┌────────

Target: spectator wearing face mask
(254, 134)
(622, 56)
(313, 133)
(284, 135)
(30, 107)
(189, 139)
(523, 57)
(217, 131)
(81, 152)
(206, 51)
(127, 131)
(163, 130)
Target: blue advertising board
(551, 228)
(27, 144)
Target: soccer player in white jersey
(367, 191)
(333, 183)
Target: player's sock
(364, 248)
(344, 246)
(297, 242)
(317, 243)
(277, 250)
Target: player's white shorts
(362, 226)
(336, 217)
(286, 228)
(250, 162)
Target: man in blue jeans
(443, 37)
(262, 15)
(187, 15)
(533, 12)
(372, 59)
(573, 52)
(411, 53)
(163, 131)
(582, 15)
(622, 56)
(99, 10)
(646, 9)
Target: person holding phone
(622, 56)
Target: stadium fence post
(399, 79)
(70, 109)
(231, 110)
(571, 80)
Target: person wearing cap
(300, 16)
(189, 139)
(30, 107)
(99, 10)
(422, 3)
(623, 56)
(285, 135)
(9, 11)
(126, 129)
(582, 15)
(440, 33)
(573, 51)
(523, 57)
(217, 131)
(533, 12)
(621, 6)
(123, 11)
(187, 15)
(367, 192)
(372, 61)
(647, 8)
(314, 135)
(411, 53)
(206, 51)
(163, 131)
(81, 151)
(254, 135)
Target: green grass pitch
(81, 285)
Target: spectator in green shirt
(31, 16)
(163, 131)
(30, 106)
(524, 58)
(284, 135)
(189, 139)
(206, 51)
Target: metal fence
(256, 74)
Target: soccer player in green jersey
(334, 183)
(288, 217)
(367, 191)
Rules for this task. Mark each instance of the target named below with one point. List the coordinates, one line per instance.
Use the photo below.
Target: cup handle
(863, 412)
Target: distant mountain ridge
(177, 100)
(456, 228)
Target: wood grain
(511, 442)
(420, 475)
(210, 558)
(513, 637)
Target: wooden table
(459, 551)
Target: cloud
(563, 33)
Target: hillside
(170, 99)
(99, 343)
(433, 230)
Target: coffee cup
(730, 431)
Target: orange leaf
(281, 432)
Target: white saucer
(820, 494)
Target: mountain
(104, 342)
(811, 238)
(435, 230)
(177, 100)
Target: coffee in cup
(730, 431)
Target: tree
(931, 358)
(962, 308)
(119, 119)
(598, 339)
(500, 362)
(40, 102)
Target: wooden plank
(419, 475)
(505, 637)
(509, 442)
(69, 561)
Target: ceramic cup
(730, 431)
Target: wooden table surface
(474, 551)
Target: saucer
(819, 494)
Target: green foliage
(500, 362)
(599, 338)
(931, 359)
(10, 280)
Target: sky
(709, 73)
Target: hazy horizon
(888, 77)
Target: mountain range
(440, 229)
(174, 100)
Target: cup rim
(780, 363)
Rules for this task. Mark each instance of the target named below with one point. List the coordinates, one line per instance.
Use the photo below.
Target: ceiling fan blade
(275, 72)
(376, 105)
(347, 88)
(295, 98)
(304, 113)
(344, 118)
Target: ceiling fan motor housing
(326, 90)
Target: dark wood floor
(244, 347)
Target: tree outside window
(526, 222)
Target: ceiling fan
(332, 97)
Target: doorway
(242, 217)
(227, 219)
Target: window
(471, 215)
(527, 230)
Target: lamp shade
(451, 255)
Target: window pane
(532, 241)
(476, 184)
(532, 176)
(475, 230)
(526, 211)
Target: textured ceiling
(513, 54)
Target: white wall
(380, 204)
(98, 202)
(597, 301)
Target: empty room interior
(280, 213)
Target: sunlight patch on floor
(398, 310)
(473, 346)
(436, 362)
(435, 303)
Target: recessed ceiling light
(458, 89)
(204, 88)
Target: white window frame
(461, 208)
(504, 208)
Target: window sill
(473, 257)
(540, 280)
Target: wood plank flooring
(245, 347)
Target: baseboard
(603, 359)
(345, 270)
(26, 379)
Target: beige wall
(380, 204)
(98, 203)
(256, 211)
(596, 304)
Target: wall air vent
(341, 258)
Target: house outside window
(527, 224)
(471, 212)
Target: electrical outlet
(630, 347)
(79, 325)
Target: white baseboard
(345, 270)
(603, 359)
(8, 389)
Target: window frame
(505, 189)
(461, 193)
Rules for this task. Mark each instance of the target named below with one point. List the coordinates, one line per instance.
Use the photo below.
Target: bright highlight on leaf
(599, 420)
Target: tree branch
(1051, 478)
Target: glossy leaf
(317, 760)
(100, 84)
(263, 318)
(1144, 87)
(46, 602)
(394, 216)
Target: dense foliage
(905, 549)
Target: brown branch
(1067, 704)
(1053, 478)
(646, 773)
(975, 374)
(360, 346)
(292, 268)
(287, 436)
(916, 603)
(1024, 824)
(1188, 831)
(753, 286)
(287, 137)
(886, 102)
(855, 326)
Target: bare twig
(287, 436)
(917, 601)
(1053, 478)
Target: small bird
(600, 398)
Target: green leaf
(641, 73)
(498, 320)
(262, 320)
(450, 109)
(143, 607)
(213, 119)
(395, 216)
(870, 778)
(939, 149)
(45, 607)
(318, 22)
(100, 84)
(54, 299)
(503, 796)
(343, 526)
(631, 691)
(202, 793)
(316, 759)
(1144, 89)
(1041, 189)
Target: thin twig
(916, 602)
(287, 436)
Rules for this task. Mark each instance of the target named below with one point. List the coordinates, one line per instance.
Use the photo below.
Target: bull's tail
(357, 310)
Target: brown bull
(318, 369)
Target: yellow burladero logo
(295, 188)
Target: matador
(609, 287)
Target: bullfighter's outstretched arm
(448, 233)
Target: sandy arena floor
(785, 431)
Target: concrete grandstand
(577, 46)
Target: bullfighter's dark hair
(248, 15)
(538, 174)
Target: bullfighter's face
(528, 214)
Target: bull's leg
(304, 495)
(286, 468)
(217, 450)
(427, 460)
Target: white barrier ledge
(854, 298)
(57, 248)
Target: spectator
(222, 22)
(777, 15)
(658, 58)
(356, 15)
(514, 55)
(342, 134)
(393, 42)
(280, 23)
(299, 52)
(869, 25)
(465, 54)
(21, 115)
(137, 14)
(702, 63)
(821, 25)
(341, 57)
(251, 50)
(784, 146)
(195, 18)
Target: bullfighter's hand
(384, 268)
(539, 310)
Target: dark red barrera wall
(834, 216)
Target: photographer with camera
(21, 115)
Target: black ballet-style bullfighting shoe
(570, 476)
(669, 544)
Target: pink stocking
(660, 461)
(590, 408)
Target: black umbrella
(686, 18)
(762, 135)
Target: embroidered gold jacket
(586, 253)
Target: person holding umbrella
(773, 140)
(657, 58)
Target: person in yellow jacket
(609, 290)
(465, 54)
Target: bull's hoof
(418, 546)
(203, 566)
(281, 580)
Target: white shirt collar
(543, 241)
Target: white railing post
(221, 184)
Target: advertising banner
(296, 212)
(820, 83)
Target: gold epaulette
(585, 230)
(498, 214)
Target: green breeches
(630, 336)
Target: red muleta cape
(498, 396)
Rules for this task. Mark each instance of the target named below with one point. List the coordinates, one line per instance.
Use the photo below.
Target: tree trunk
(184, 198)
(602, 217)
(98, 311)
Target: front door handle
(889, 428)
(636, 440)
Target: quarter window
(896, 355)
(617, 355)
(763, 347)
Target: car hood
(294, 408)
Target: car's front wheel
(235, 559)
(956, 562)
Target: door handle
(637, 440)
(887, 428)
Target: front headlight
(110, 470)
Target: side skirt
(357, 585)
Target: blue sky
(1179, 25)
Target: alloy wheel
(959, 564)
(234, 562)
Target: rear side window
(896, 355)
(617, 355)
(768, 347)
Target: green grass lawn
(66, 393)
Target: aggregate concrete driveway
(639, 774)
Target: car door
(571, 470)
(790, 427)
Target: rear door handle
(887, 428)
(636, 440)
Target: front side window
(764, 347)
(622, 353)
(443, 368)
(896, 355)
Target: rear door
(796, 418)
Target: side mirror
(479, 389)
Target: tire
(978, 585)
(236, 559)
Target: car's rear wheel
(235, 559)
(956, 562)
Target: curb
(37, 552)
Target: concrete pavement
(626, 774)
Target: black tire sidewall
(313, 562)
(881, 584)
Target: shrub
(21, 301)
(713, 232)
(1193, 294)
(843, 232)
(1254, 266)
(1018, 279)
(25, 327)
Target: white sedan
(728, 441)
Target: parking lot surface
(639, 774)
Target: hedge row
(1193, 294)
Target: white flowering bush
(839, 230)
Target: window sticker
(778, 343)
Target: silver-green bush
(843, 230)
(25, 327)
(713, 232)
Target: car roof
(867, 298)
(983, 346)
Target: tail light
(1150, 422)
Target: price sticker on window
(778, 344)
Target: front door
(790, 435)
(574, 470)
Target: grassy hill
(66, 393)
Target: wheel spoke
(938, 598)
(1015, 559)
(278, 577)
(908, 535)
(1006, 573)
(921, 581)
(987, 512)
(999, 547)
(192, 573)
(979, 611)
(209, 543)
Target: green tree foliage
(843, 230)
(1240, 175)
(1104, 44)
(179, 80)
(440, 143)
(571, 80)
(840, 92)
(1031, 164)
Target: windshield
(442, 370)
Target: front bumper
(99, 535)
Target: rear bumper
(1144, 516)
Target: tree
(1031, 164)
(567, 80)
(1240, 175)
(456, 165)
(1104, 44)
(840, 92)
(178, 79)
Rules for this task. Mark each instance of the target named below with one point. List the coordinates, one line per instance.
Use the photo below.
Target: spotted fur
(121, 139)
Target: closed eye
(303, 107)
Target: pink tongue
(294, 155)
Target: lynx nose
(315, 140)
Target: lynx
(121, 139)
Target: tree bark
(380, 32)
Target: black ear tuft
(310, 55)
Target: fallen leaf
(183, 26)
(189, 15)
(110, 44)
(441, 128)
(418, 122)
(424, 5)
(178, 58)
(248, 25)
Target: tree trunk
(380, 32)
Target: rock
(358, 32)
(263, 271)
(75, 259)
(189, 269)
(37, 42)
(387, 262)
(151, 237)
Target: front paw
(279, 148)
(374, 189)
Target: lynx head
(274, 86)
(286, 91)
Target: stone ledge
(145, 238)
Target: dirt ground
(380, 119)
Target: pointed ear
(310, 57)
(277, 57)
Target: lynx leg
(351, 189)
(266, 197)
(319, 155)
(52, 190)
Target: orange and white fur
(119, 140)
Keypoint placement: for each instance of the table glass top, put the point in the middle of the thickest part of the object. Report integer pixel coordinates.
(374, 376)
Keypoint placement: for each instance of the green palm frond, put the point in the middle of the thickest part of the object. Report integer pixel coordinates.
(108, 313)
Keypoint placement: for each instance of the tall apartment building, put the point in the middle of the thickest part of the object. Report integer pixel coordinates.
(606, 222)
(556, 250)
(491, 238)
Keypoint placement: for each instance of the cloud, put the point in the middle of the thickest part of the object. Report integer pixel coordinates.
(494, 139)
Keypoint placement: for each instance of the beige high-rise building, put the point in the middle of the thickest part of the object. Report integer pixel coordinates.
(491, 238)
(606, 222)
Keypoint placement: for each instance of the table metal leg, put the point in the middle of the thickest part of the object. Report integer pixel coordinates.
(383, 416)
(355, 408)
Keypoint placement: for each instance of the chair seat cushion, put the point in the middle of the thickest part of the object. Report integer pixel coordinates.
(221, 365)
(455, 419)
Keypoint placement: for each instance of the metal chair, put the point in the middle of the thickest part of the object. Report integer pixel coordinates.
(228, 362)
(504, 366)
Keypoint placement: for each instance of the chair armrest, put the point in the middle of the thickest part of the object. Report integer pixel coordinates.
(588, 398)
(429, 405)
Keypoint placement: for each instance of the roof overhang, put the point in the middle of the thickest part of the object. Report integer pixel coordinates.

└────────

> Set problem:
Turn everything in the listing above, from the line containing "Target: wood grain" down to the line containing "(1051, 478)", into a numbered list with both of those lines included and any blank lines dropped.

> Written answer:
1. Target: wood grain
2. (511, 442)
3. (420, 475)
4. (210, 558)
5. (513, 637)
6. Target: wooden table
7. (459, 551)
8. Target: cloud
9. (563, 33)
10. Target: hillside
11. (170, 99)
12. (99, 343)
13. (433, 230)
14. Target: coffee cup
15. (730, 431)
16. Target: orange leaf
17. (281, 432)
18. Target: white saucer
19. (820, 494)
20. Target: mountain
21. (104, 342)
22. (811, 238)
23. (435, 230)
24. (177, 100)
25. Target: coffee in cup
26. (730, 431)
27. Target: tree
28. (931, 358)
29. (962, 308)
30. (119, 119)
31. (598, 339)
32. (500, 362)
33. (40, 102)
34. Target: wooden plank
35. (419, 475)
36. (505, 637)
37. (509, 442)
38. (69, 561)
39. Target: ceramic cup
40. (730, 431)
41. Target: wooden table surface
42. (474, 551)
43. Target: saucer
44. (819, 494)
45. Target: green foliage
46. (500, 362)
47. (599, 338)
48. (931, 359)
49. (10, 280)
50. Target: sky
51. (709, 73)
52. Target: hazy horizon
53. (888, 77)
54. Target: mountain range
55. (440, 229)
56. (174, 100)
57. Target: cup rim
58. (780, 363)
59. Rules for this task. Mark each instance of the target named below with one point. List the coordinates, one line per instance.
60. Use the photo below.
61. Target: ceiling fan blade
62. (275, 72)
63. (376, 105)
64. (347, 88)
65. (295, 98)
66. (304, 113)
67. (344, 118)
68. Target: ceiling fan motor housing
69. (326, 90)
70. Target: dark wood floor
71. (244, 347)
72. Target: tree outside window
73. (526, 222)
74. Target: ceiling fan
75. (332, 97)
76. Target: doorway
77. (242, 217)
78. (227, 219)
79. Target: window
80. (471, 215)
81. (527, 230)
82. Target: lamp shade
83. (451, 255)
84. Target: window pane
85. (532, 241)
86. (476, 184)
87. (532, 176)
88. (475, 230)
89. (526, 211)
90. Target: textured ceiling
91. (513, 54)
92. Target: white wall
93. (380, 204)
94. (98, 202)
95. (597, 301)
96. Target: empty room interior
97. (280, 213)
98. Target: sunlight patch on floor
99. (398, 310)
100. (473, 346)
101. (436, 362)
102. (435, 303)
103. Target: recessed ceiling light
104. (458, 89)
105. (204, 88)
106. Target: white window frame
107. (461, 208)
108. (504, 208)
109. Target: window sill
110. (473, 257)
111. (540, 280)
112. Target: wood plank flooring
113. (245, 347)
114. Target: baseboard
115. (603, 359)
116. (345, 270)
117. (26, 379)
118. Target: beige wall
119. (380, 204)
120. (98, 203)
121. (256, 211)
122. (596, 304)
123. Target: wall air vent
124. (341, 258)
125. Target: house outside window
126. (527, 224)
127. (471, 212)
128. Target: electrical outlet
129. (630, 347)
130. (79, 325)
131. Target: white baseboard
132. (345, 270)
133. (603, 359)
134. (8, 389)
135. Target: window frame
136. (505, 189)
137. (461, 193)
138. Rules for this task. Mark each instance of the target named below with one point. List the coordinates, one line per instance.
139. Use the photo below.
140. Target: bright highlight on leaf
141. (599, 420)
142. Target: tree branch
143. (1051, 478)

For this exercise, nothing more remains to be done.